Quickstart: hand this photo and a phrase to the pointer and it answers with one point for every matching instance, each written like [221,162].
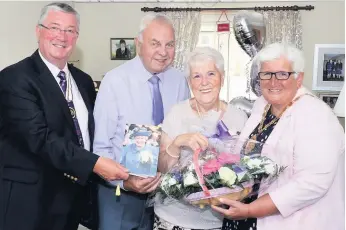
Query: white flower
[254,163]
[191,167]
[145,156]
[269,169]
[227,175]
[190,179]
[165,180]
[172,181]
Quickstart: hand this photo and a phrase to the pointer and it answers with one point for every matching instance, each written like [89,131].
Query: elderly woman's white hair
[202,55]
[279,50]
[150,17]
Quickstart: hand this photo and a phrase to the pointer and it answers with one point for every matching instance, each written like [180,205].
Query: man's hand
[142,185]
[110,170]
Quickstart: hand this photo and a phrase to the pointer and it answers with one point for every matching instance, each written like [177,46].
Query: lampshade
[339,108]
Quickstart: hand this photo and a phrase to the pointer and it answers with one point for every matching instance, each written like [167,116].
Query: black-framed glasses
[280,75]
[57,30]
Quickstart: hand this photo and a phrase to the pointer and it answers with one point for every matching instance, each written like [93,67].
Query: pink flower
[211,166]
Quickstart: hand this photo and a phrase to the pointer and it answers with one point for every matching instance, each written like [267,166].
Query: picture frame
[329,98]
[122,48]
[329,67]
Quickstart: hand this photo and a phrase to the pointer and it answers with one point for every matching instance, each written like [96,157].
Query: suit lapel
[78,78]
[79,82]
[48,80]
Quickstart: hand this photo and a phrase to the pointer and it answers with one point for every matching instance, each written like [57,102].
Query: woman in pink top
[307,138]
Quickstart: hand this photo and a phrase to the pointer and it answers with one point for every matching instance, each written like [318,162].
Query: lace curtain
[283,26]
[187,26]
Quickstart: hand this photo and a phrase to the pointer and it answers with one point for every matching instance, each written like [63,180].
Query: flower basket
[227,169]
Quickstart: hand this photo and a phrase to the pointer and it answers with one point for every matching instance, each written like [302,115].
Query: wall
[101,21]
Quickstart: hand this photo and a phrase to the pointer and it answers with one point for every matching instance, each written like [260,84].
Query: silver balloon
[243,103]
[250,31]
[254,81]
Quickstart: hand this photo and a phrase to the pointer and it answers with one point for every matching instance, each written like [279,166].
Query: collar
[142,74]
[262,102]
[52,68]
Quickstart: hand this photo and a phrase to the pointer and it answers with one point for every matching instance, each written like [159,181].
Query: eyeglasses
[281,75]
[56,30]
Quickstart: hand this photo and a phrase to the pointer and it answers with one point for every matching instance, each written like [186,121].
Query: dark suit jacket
[125,55]
[43,171]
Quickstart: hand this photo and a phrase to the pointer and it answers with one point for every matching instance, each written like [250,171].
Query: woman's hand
[236,210]
[192,140]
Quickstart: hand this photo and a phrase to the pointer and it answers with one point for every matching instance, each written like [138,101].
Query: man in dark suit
[46,132]
[123,52]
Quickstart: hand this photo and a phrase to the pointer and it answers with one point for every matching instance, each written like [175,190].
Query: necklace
[252,143]
[199,113]
[69,94]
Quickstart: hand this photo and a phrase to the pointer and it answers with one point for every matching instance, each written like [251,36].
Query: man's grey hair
[203,55]
[281,50]
[149,18]
[58,6]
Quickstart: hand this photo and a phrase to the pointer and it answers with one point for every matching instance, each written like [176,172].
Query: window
[237,62]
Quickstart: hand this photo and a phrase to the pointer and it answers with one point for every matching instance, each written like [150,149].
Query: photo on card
[140,150]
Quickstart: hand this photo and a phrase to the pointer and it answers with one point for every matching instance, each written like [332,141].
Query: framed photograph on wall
[122,48]
[329,98]
[329,67]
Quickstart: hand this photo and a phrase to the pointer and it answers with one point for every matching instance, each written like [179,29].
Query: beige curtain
[283,26]
[187,26]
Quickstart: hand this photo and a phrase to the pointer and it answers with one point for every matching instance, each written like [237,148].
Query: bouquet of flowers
[228,168]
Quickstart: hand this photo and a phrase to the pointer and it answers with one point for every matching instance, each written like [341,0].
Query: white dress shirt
[81,109]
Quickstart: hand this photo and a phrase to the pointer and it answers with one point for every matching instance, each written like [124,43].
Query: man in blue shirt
[127,96]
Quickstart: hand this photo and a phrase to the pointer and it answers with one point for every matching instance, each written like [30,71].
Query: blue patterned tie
[70,104]
[157,100]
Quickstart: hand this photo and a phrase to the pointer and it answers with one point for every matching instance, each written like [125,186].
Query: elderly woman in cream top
[307,138]
[185,126]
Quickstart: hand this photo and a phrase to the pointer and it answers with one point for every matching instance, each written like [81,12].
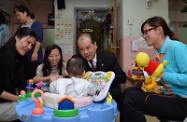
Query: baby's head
[75,67]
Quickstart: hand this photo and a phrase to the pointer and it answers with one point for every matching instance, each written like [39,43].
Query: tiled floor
[149,119]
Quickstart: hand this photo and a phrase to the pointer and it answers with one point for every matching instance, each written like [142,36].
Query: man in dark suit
[102,61]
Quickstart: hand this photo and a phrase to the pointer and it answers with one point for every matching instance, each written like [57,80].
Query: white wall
[138,11]
[7,6]
[68,12]
[66,40]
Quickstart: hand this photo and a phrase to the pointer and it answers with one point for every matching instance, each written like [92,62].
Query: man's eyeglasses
[146,31]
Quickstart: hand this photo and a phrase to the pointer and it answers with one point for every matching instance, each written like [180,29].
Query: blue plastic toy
[95,112]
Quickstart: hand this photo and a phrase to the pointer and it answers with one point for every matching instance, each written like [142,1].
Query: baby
[75,85]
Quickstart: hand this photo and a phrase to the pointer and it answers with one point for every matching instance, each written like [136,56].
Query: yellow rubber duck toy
[153,68]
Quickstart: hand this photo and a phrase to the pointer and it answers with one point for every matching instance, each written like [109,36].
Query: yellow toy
[153,68]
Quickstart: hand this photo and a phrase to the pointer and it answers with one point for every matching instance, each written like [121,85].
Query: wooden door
[113,11]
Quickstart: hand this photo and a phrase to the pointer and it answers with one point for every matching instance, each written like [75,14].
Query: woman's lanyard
[160,56]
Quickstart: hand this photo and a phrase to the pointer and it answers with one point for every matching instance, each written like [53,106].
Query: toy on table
[102,81]
[41,84]
[38,109]
[153,68]
[66,108]
[136,73]
[30,88]
[23,95]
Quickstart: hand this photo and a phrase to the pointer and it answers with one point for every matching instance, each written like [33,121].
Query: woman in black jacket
[13,71]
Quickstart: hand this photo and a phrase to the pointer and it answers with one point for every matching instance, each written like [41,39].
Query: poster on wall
[67,51]
[64,28]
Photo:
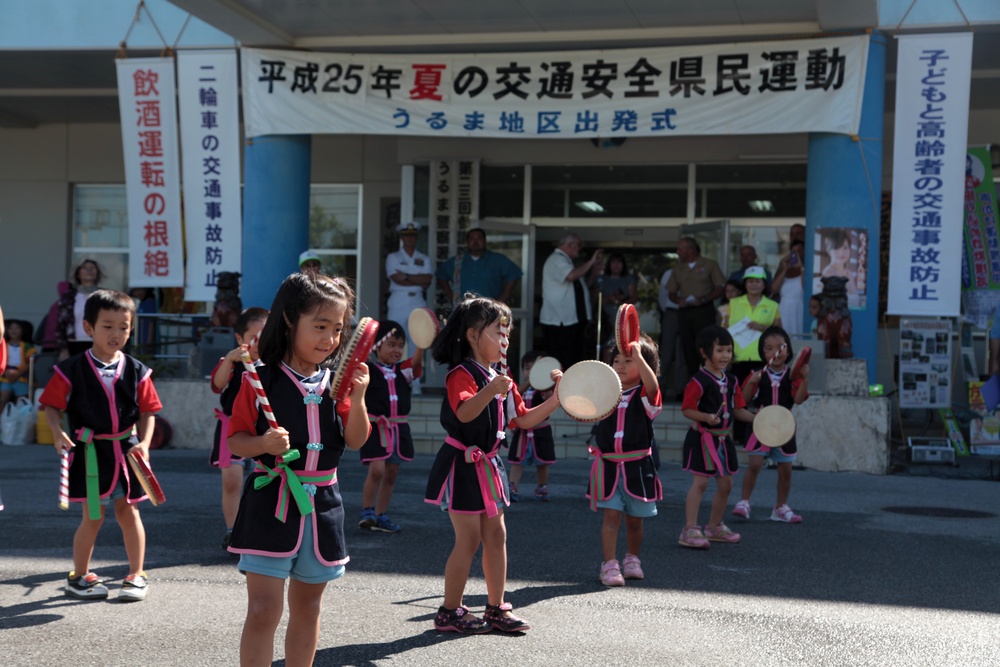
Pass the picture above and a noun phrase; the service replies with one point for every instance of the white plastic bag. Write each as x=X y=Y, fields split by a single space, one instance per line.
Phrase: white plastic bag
x=17 y=423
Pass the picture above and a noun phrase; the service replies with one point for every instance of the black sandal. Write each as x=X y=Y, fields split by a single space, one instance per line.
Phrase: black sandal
x=460 y=620
x=497 y=616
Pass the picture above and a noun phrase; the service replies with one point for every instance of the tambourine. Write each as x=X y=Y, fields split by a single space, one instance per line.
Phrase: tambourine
x=540 y=375
x=626 y=328
x=424 y=327
x=356 y=352
x=147 y=480
x=774 y=426
x=589 y=391
x=801 y=359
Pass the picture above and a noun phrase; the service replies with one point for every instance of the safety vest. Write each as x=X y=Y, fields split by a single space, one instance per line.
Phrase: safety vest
x=764 y=313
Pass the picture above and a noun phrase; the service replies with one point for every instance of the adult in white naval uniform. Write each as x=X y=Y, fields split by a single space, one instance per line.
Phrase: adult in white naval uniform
x=409 y=272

++++

Output, exactly, all the records above; include no pictures.

Finished answer
Quickstart: hand this photo and a phrase to the pointer and it answers with one point for every matching instance, each written like [221,162].
Query: white flower
[254,163]
[191,167]
[145,156]
[269,169]
[227,175]
[190,179]
[165,180]
[172,181]
Quickstart: hand this photo and a phrase to the pointer and it answers with one point for every matching instance, each written like [89,131].
Query: elderly woman's white hair
[202,55]
[279,50]
[150,17]
Quickstart: hand this photo and a phrase to the pointer and it answers with one point for every matching instance, each written like [180,205].
Query: man's hand
[142,185]
[110,170]
Quickstart: hand this photo and a phrase to the pointer and it answers with one point for every matching instance, each written like [177,46].
Query: lampshade
[339,108]
Quickstart: hand this photo and a phrase to the pointer and it answers with one point for every matching instance, each written like [167,116].
Query: black-framed glasses
[280,75]
[57,30]
Quickstart: hand this photo and a phrase to the pointer and it answers with one point for every matching instance, each written like [93,67].
Query: pink flower
[211,166]
Quickstart: hand this photo and a phrase to the pointer and it answers with one point for every matching instance, each written like [267,166].
Query: picture frame
[329,98]
[122,48]
[329,67]
Quickstart: hand this photo and a phrase to the pointer and it answers with one point for every matching instance, each written like [96,157].
Query: suit lapel
[78,78]
[79,82]
[48,80]
Quickstart: hand this photo and a phrase to the pointer and it answers with one point for every matching instance, each written like [57,102].
Query: woman in pink top
[307,138]
Quickstart: hand this photo and a phrase to the pointer and it answers with one point for every matching instance, each written like [318,162].
Query: lace curtain
[283,26]
[187,26]
Quickstart: hand this photo and a phrase to the pointer and it answers with one point for every matching instance, each written like [63,180].
Query: flower basket
[227,169]
Quickstart: hand this photo and a phrase to the pointer and it answers with one point for every matching instance, each written like [302,115].
Query: wall
[101,21]
Quickstart: hand this photo and a phrase to the pointer and it answers with one point for every matching instance, each written like [260,84].
Query: silver balloon
[243,103]
[250,31]
[254,81]
Quickstart: hand this photo and a phrase to the pointer and it answers with one point for every matching instance, each written like [279,166].
Query: collar
[142,74]
[262,102]
[52,68]
Quickstart: hand this photo and a phrase to the pointer and it answers with one point for every matching instance, each written like [159,181].
Query: eyeglasses
[281,75]
[56,30]
Quickstart: hand this photo and a phrase to the pointer and it answers with one point for every matching instance, each written like [186,121].
Query: dark suit jacket
[125,55]
[43,171]
Quickstart: hand this photo and a phrase to the pointer and it answers with one point for every matching instance, each written like [250,171].
Query: woman's hand
[236,210]
[192,140]
Quickstart: hand this photo and a phrase to the pointer and it answers with one point for every matching instance, each written like [138,101].
Query: man in dark suit
[46,132]
[123,52]
Quickstart: hand this photo and a phrase to the pointer and it answers with one point for every matching instance, each written like [175,190].
Query: necklace
[252,143]
[199,113]
[69,94]
Quickstart: hand this photo and a phrase to the pointer and it answers with one point for every matching instance, each written like [251,36].
Query: man's grey hair
[203,55]
[281,50]
[149,18]
[58,6]
Quickstart: hand this photo and a phrase to the pointer and it answers with one point for every matching instance, each written like [176,172].
Query: window
[237,62]
Quickstart: hand this photo and a phrase to the pointer and it answers with one point for every matching instance, each written like [150,149].
Query: photo on card
[140,150]
Quickstart: hand this photo and a phrase to the pointer and it answers with one point for every matching instance, each written like [332,141].
Query: framed photograph on wall
[122,48]
[329,98]
[329,67]
Quickstart: hand this photo and a phrase to the pointer and it answers with one point for every matching instance, each written like [179,29].
Query: beige curtain
[283,26]
[187,26]
Quickstart: hand this photo and a phrase to the pointer and it answers with one point for every matching instance, each written like [237,148].
Query: bouquet of flowers
[228,168]
Quickstart: hand this photo and a phrase to the pointer and it answers with one point for every matching instance, each written like [341,0].
Query: white dress shirt
[81,109]
Quickstart: hand this photo and a phrase to the pointer and it answers with one point for every matching instance, each written like [124,43].
Query: man in blue shirt
[127,96]
Quickstart: hand this photo and a phrase to the pointer and it answers with one point for every matching instance, each written like [30,71].
Query: blue patterned tie
[70,104]
[157,100]
Quickstart: hand this photo and a phrase to the pointer and it answers with one point for every matching instance, each written like [125,186].
Query: elderly woman in cream top
[307,138]
[185,126]
Quickstart: hand this photo and a phrase to the pointer and it answers with one point for every matching instance, each written like [81,12].
Query: baby's head
[75,67]
Quickstart: hand this photo and a phrase to the pointer and it answers with one point for every matching instance, each written like [39,43].
Query: tiled floor
[149,119]
Quickstart: hand this photo and a phrase to the pointer and it answers with one point for every matching instance, each written like [142,36].
Query: man in dark suit
[102,61]
Quickstart: hand this photo and a phrase to the pointer and it answers with one point for every matching instance, each written like [57,80].
Query: white wall
[138,11]
[7,6]
[68,12]
[66,40]
Quickstart: hand this photo and a phrase to the pointer and it answers with one point for every matching instance, each written like [92,62].
Query: man's eyeglasses
[146,31]
Quickstart: hand this photo and a phrase to the pointer and it answers with one point for every matching instance, each written like [180,29].
Query: blue plastic toy
[95,112]
Quickstart: hand this photo and a phrase to the pointer and it answers with one point for every matching instance, each written like [142,1].
Query: baby
[75,85]
Quickstart: hand this photo and a phrase to the pointer and it answers with one point for every matching instance, each written like [136,56].
Query: yellow rubber duck toy
[153,68]
Quickstart: hand this photo and a phrase to the pointer and it answers with one point for every matching instance, each written like [109,36].
Query: yellow toy
[153,68]
Quickstart: hand this photo and a phrase to the pointer and it answers with one point for every matching instance, each written like [121,85].
Query: wooden door
[113,11]
Quickstart: hand this photo and a phrase to the pointer and it answers with one point for every matching instance, each written like [75,14].
Query: woman's lanyard
[160,56]
Quickstart: hand this photo and a phrase to the pointer and it answers with one point for every matching instance, each written like [53,106].
Query: toy on table
[102,81]
[41,84]
[38,109]
[153,68]
[66,108]
[136,73]
[30,88]
[23,95]
Quickstart: hand this photo and a phrase to the pointer and it answers with one point for every matching instance, each written like [33,121].
Query: woman in black jacket
[13,71]
Quickstart: hand this photo and a phrase to the pointer and it answers with one point for every matching instance, each written like [41,39].
Query: poster on wall
[67,51]
[64,28]
Photo:
Pass the picture above and a noun phrase; the service replies with one point for every instance of the white plastic bag. Write each as x=X y=Y, fields split by a single space, one instance per line.
Phrase: white plastic bag
x=17 y=423
Pass the picture above and a noun phrase; the service replies with one point for every instance of the black sandal. Write each as x=X y=Y, fields split by a single space, one instance per line.
Phrase: black sandal
x=460 y=620
x=497 y=616
Pass the picture above and a noun phrase; the service replies with one point for every instance of the tambourine. Write each as x=X y=Y, fields split by a single space, one instance per line.
Phrase: tambourine
x=540 y=375
x=626 y=328
x=424 y=327
x=356 y=352
x=147 y=480
x=774 y=426
x=589 y=391
x=801 y=359
Pass the picture above and a noun phrase; the service replies with one point for every instance of the safety vest. Write each as x=X y=Y, fields split by a single space, one instance per line.
Phrase: safety vest
x=764 y=313
Pass the picture above and a noun phrase; the service replies with one point for every instance of the adult in white naval uniform. Write each as x=X y=Y, fields split by a single space, one instance per line.
Phrase: adult in white naval uniform
x=409 y=272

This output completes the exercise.